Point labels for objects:
========

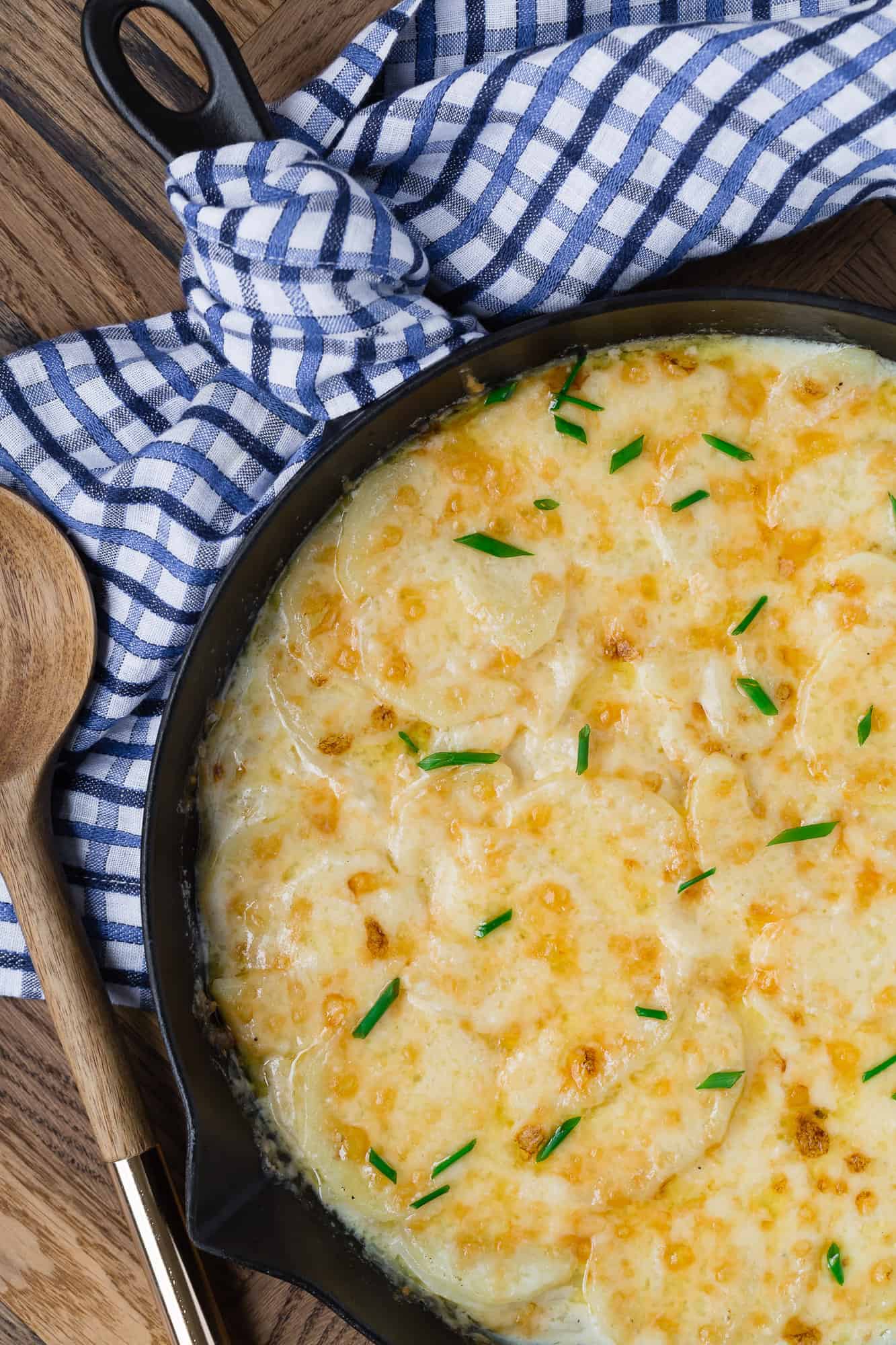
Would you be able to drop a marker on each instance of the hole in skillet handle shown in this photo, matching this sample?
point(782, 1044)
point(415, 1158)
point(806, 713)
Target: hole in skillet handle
point(231, 114)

========

### Written request
Copy out every line of the material above word for word, leaving out the pictures.

### Result for this task
Would you be able to drop a marker on each instance of the hole in skillet handle shown in this photo, matching this sample?
point(782, 1044)
point(415, 1158)
point(806, 713)
Target: hole in skillet handle
point(231, 114)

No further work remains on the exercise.